- _Instruction_:
In the submission on the summary procedure bill below, what does the Law Society Northern Territory say prompted the Bill?

- _Passage given_:
Justice and Other Legislation Amendment (Summary Procedure) Bill 2014
The Law Society Northern Territory (Society) welcomes the opportunity to make a submission on the Justice and Other Legislation Amendment (Summary Procedure) Bill 2014 (Bill).
The Bill has arisen in response to perceived inefficiencies in the case management system in the Court of Summary Jurisdiction. In responding to the Bill the Society is concerned that draft Bill places undue emphasis on efficiency at the expense of Justice. The Bill represents a significant deviation from the standard of criminal justice and the Society does not support trading off any aspect of a fair and just system for the sake of expediency. That being said the Society supports the objective of the Bill with the overriding qualification that the Court is best placed to determine procedures.
The criminal justice system is based on a number of fundamental principles being:
- The presumption of innocence;
- The requirement for the Crown to prove an allegation beyond reasonable doubt;
- The right to legal representation;
- The right to confront an accuser by cross examination; and
- The right to silence.
These are fundamental principles which should never be abrogated.
The Society submits that no evidence has been provided to demonstrate that the existing system of criminal procedure has resulted in a miscarriage of justice.
The Society accepts the assertion that the current process should be reviewed. The Society also accepts that there has been significant growth in the number of cases in the Northern Territory and a workable process that will facilitate where appropriate early pleas has become important to ensure smooth running of the Court. Importantly where it is demonstrated that Court procedures are resulting in late pleas efforts should be made for reform.

- _Source data_:

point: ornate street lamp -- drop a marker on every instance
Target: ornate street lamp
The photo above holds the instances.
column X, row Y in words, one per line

- _Solution_:
Perceived inefficiencies in the case management system in the Court of Summary Jurisdiction.